INSTRUCTION |
Convert the records into a Markdown table with the columns Row and Line, numbering each non-blank line and omitting the pictures.

Saved entries
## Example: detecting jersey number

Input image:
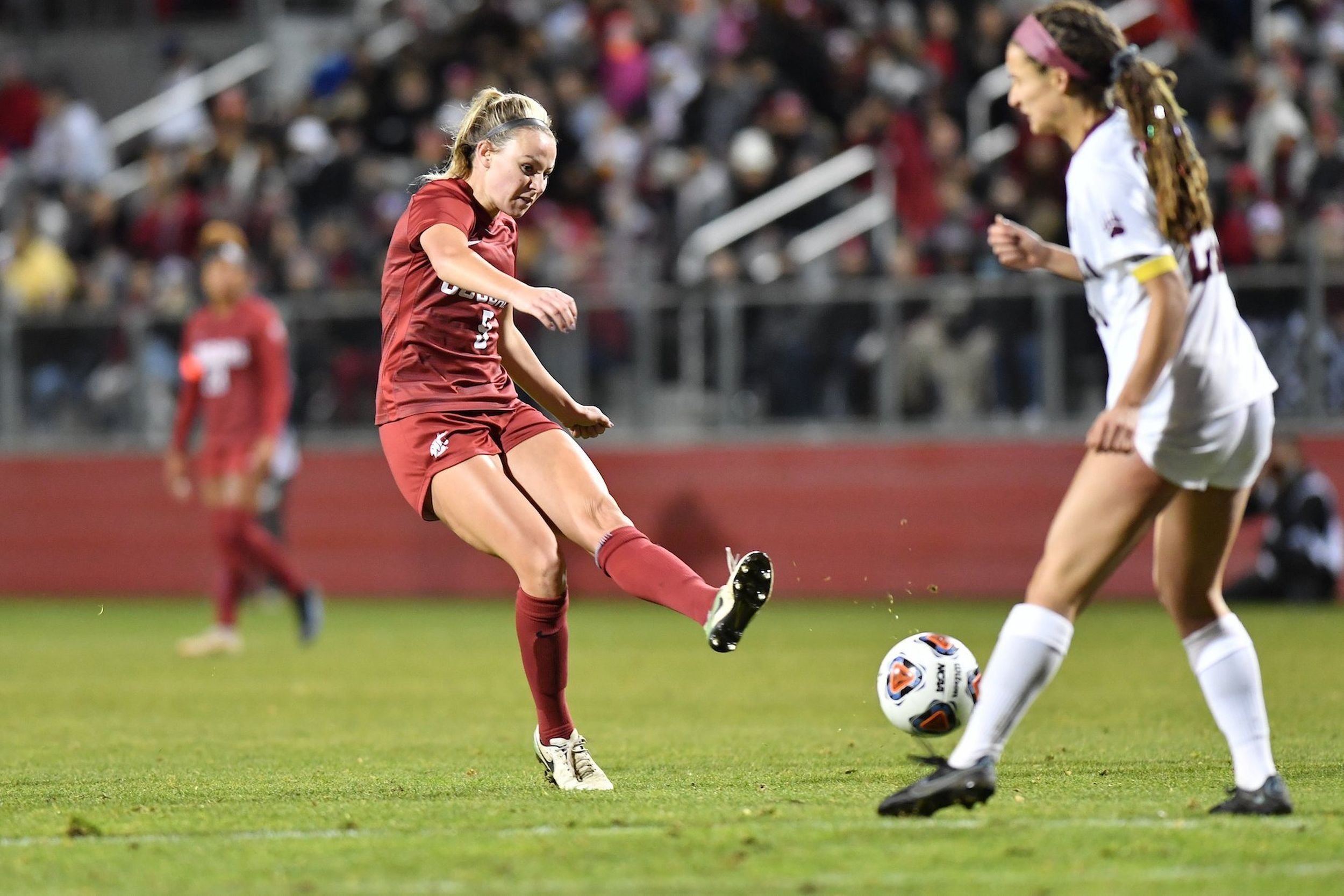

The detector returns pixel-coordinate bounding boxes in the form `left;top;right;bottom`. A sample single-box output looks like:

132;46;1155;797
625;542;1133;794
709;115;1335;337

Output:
473;307;500;348
201;364;233;398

EXPECTED ANSWER |
| Row | Line |
|---|---|
| 1 | ## Example: detecting jersey number |
| 2 | Input image: |
| 3 | The detector returns pixel-coordinate bounding boxes in the form `left;top;right;bottom`. A sample single-box output looks like: |
| 4 | 132;46;1155;797 |
| 5 | 625;542;1133;794 |
| 6 | 709;115;1335;337 |
| 7 | Output: |
| 8 | 473;307;500;348 |
| 9 | 201;364;233;398 |